(Collected data)
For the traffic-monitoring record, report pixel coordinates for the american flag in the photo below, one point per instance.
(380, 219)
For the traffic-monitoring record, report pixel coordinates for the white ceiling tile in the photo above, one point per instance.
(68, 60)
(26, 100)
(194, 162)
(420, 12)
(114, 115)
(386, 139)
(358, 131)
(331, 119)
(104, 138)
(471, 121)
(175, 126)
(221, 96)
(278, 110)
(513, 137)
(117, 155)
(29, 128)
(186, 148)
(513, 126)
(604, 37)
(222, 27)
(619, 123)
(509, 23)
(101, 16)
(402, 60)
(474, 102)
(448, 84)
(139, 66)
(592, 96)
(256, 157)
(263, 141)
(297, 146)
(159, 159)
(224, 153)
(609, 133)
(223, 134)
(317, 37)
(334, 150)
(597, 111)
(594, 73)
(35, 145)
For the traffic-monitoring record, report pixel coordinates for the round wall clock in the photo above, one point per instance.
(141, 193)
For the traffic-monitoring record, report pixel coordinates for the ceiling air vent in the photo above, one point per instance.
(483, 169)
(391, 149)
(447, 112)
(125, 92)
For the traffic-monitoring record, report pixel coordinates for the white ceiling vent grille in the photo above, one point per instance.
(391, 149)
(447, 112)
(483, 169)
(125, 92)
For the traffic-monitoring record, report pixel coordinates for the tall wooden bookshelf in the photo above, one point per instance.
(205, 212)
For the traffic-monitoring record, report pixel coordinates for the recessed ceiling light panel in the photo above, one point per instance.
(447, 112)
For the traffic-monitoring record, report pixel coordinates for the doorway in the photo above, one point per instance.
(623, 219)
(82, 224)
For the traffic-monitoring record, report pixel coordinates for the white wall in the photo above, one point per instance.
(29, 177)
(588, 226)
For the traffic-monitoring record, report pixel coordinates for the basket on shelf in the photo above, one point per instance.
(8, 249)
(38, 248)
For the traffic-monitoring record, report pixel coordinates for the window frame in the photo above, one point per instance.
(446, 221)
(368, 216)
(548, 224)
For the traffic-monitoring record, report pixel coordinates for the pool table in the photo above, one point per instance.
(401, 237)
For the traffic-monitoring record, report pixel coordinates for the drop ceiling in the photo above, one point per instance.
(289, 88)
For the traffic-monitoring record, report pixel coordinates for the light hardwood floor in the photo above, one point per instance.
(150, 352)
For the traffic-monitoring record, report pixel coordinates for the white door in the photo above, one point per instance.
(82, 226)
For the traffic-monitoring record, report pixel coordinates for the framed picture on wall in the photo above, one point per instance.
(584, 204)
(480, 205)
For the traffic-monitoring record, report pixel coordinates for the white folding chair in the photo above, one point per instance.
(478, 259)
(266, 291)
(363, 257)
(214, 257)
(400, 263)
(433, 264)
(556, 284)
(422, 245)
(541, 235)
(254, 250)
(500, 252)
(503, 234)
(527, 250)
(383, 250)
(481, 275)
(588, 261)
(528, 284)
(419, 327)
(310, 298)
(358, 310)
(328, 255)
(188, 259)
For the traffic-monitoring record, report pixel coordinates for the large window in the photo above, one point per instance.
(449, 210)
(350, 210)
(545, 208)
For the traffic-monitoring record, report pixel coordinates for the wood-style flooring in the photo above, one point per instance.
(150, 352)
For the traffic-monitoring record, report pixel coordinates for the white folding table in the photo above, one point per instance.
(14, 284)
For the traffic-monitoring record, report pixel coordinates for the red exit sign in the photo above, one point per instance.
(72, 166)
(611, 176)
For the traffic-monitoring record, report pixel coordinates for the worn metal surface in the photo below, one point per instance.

▶ Direction: Retype all of the material, keeping each line exact.

▶ Finished answer:
For the traffic-monitoring record, report pixel coordinates for the american flag in the photo below, one point per instance.
(380, 219)
For the traffic-monitoring record, report pixel coordinates for the white ceiling tile in the photo above, one point per instance.
(68, 60)
(26, 100)
(194, 162)
(420, 12)
(114, 115)
(386, 139)
(358, 131)
(331, 119)
(104, 138)
(471, 121)
(175, 126)
(221, 96)
(278, 110)
(513, 137)
(117, 155)
(29, 128)
(186, 148)
(513, 126)
(604, 37)
(222, 27)
(619, 123)
(509, 23)
(101, 16)
(402, 60)
(474, 102)
(448, 84)
(139, 66)
(592, 96)
(256, 157)
(263, 141)
(297, 146)
(159, 159)
(224, 153)
(609, 133)
(223, 134)
(317, 37)
(334, 150)
(597, 111)
(594, 73)
(35, 145)
For the traffic-monitoring record, report pixel coordinates for the round wall clock in the photo above, one point per instance.
(141, 193)
For the traffic-monitoring record, report pixel coordinates for the ceiling air vent in the photo above, one point per instance.
(483, 169)
(391, 149)
(447, 112)
(125, 92)
For the traffic-monitoring record, report pixel coordinates for the white ceiling vent grille in the photo above, one point per instance.
(391, 149)
(447, 112)
(483, 169)
(125, 92)
For the traffic-monitoring record, report pixel coordinates for the tall wooden bookshelf in the photo above, one point per instance.
(205, 212)
For the traffic-monitoring record, report pixel coordinates for the recessed ceiling light panel in the photo above, one point per instance.
(447, 112)
For the traffic-monitoring record, report pixel coordinates for the doorway in the photo above, one point per instance.
(623, 219)
(82, 224)
For the traffic-monitoring record, report pixel coordinates for the white wall in the photo above, one point per instance.
(29, 177)
(588, 226)
For the traffic-monitoring record, report pixel coordinates for the basket on shelf in the photo above, one point per instance.
(8, 249)
(38, 248)
For the traffic-monitoring record, report pixel coordinates for the window frame in the photo above, one point per instance.
(446, 221)
(368, 216)
(548, 224)
For the traffic-monitoring record, report pixel coordinates for the pool table in the photo above, one point per instance.
(401, 237)
For the traffic-monitoring record, report pixel coordinates for the drop ceiling in the photo above, one point per instance.
(289, 88)
For the traffic-monitoring record, report pixel coordinates for the light hardwood floor in the photo above, one point per instance.
(150, 352)
For the traffic-monitoring record, report pixel coordinates for the white door in the photo above, one point per instance.
(82, 226)
For the traffic-monitoring record, report pixel coordinates for the framed picture on wall in the photo above, one point per instance.
(584, 204)
(480, 205)
For the traffic-monitoring record, report pixel coordinates for the white folding chair in the photo above, one point per instance.
(478, 259)
(266, 291)
(363, 257)
(214, 257)
(400, 263)
(433, 264)
(556, 284)
(422, 245)
(541, 235)
(254, 250)
(500, 252)
(503, 234)
(527, 250)
(383, 250)
(481, 275)
(588, 261)
(528, 284)
(419, 327)
(310, 298)
(358, 310)
(328, 255)
(188, 259)
For the traffic-monitoring record, report pixel coordinates for the large window in the photo above, one point per instance.
(449, 210)
(350, 210)
(545, 208)
For the traffic-monitoring record, report pixel coordinates for the wood-style flooring in the photo above, one point per instance.
(150, 352)
For the traffic-monitoring record, report pixel coordinates for the white folding table in the photo above, one point per instance.
(14, 284)
For the traffic-monitoring record, report pixel coordinates for the red exit sign in the photo above, one point per instance.
(72, 166)
(611, 176)
For the traffic-monitoring record, report pixel coordinates for the worn metal surface in the photo below, one point per instance.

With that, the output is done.